* [AUFGABEN]:
[1] Mach aus dem Absatz der Presseschau, der mit „Außerdem: Im Tagesspiegel plaudert“ anfängt, eine kurze Liste mit allen wichtigen Angaben.
[2] Kopiere aus der Presseschau wortgetreu den Teil, der bei den Worten „Außerdem: Im Tagesspiegel“ beginnt und nach „Music Aeterna (SZ).“ endet.

* [AUSGEWÄHLTER AUSZUG]:
--

Auch Andreas Hartmann staunt im Tagesspiegel Bauklötze über den erheblichen Vorab-Aufwand, der hier betrieben wurde. Den angebotenen Ekstasen gibt er sich gerne hin: "Wenn man dann denkt, man versteht, wohin die musikalische Reise geht, vernimmt man plötzlich Versatzstücke aus alpenländischer oder tschechischer Volksmusik und brasilianischen Sounds, es wird gesungen und eine Gitarre kommt hinzu. In einem der Konzertstränge trifft das Ensemble auf das Fiepen und Blubbern eines modularen Synthesizers - psychedelische Entrückung hat das Orchester ebenfalls drauf."

Außerdem: Im Tagesspiegel plaudert Gunda Bartels mit Stefan Dettl von La Brass Banda. In der NMZ erinnert Hans-Jürgen Schaal an den vor 100 Jahren geborenen Saxofonisten Jimmy Giuffre. Harry Nutt schreibt in der FR einen Nachruf auf Milva (weitere Nachrufe hier). In der FAZ gratuliert Jan Brachmann dem Geiger Igor Oistrach zum 90. Geburtstag. Max Nyffeler resümiert in der FAZ die Wittener Tage für neue Kammermusik, wo ihm vor allem Hugues Dufourt imponiert hat. Johanna Adorján führt sich für die SZ Caetano Velosos Song "Nine Out Of Ten" zu Gemüte, den Diedrich Diedrichsen in seinem Monumentalband "Über Popmusik" immerhin als "den perfekten Popsong" bezeichnet hat.



Besprochen werden neue Klassikveröffentlichungen, darunter Beethovens Siebte in einer Aufnahme von Teodor Currenntzis und Music Aeterna (SZ).

--

* [AUSGELESENE EINTRÄGE]:
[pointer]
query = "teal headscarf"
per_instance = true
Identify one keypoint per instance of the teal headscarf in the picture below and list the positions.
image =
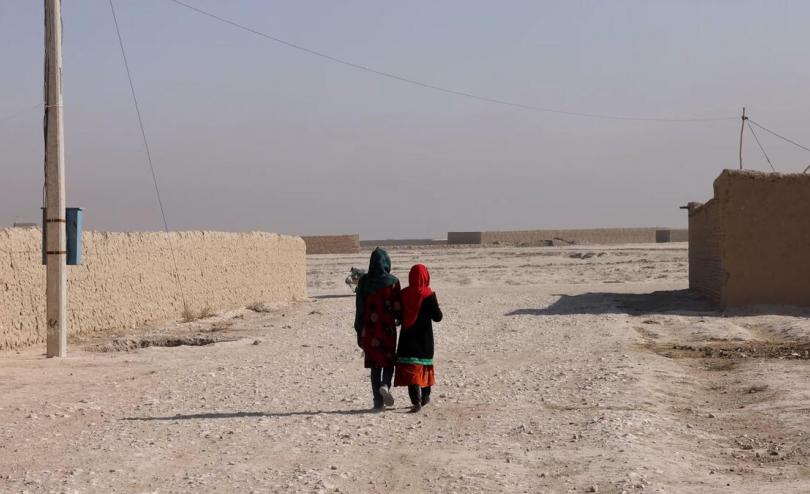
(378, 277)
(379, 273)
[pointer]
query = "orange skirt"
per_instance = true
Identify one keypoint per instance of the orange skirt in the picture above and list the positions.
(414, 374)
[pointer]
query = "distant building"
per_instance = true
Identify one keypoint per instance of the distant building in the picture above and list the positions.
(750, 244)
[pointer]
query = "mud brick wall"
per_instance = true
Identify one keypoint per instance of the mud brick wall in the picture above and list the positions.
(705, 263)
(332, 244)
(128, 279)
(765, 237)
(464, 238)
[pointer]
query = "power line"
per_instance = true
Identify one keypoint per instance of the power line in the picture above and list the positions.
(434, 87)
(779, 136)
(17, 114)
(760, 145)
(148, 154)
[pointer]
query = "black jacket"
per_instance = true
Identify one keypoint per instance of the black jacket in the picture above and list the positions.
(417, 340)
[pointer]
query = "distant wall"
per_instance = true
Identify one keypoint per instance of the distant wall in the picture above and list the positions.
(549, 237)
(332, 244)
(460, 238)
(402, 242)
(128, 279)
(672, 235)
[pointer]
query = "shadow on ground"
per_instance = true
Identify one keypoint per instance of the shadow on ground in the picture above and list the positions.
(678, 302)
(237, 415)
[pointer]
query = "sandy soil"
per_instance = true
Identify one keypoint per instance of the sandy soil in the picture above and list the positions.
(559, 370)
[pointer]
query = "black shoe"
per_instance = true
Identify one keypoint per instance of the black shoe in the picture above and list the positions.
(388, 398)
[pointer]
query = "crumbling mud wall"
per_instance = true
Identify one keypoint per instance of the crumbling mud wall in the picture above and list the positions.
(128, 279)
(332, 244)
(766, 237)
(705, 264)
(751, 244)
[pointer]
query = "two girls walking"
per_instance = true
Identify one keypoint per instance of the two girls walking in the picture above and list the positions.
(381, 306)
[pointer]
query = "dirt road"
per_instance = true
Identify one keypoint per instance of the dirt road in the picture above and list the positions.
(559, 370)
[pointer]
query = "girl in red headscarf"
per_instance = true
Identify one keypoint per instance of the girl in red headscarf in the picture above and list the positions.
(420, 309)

--

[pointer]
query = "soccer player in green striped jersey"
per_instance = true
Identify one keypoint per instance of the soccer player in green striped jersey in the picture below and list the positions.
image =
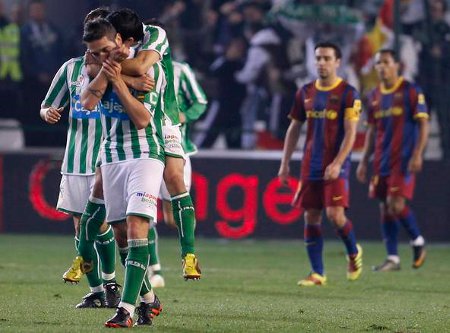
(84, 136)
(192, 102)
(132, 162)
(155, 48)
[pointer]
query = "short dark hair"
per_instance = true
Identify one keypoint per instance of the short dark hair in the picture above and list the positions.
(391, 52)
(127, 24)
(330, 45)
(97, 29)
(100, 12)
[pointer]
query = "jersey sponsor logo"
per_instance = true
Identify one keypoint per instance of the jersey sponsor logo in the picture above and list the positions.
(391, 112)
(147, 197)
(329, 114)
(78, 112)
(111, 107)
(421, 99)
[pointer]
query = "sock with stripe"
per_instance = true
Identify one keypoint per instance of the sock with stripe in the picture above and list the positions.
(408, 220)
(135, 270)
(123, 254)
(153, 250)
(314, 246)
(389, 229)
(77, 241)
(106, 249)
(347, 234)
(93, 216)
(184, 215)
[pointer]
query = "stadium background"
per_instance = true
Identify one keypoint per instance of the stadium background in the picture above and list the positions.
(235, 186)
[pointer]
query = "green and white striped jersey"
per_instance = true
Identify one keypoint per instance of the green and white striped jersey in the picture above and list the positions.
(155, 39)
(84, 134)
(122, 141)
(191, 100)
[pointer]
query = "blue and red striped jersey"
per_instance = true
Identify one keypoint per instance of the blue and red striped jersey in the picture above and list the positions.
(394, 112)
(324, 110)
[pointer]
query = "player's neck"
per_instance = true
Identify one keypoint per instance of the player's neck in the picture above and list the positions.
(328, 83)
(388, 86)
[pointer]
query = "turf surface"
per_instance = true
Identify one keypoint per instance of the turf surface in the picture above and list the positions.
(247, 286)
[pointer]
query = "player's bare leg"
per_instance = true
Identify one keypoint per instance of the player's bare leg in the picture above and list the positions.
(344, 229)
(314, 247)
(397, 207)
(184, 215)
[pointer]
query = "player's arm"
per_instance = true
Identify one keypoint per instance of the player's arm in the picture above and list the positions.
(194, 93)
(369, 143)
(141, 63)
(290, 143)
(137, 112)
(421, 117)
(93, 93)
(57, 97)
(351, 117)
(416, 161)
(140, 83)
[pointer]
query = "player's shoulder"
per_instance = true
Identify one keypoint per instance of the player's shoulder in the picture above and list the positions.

--

* [LÖSUNGEN JE AUFGABE]:
[1]
- Tagesspiegel: Gunda Bartels plaudert mit Stefan Dettl von La Brass Banda.
- NMZ: Hans-Jürgen Schaal erinnert an den vor 100 Jahren geborenen Saxofonisten Jimmy Giuffre.
- FR: Harry Nutt schreibt einen Nachruf auf Milva.
- FAZ: Jan Brachmann gratuliert dem Geiger Igor Oistrach zum 90. Geburtstag.
- FAZ: Max Nyffeler fasst die Wittener Tage für neue Kammermusik zusammen, besonders beeindruckt hat ihn Hugues Dufourt.
- SZ: Johanna Adorján hört sich Caetano Velosos Song „Nine Out Of Ten“ an, den Diedrich Diedrichsen in „Über Popmusik“ „den perfekten Popsong“ nennt.

[2]
Außerdem: Im Tagesspiegel plaudert Gunda Bartels mit Stefan Dettl von La Brass Banda. In der NMZ erinnert Hans-Jürgen Schaal an den vor 100 Jahren geborenen Saxofonisten Jimmy Giuffre. Harry Nutt schreibt in der FR einen Nachruf auf Milva (weitere Nachrufe hier). In der FAZ gratuliert Jan Brachmann dem Geiger Igor Oistrach zum 90. Geburtstag. Max Nyffeler resümiert in der FAZ die Wittener Tage für neue Kammermusik, wo ihm vor allem Hugues Dufourt imponiert hat. Johanna Adorján führt sich für die SZ Caetano Velosos Song "Nine Out Of Ten" zu Gemüte, den Diedrich Diedrichsen in seinem Monumentalband "Über Popmusik" immerhin als "den perfekten Popsong" bezeichnet hat.



Besprochen werden neue Klassikveröffentlichungen, darunter Beethovens Siebte in einer Aufnahme von Teodor Currenntzis und Music Aeterna (SZ).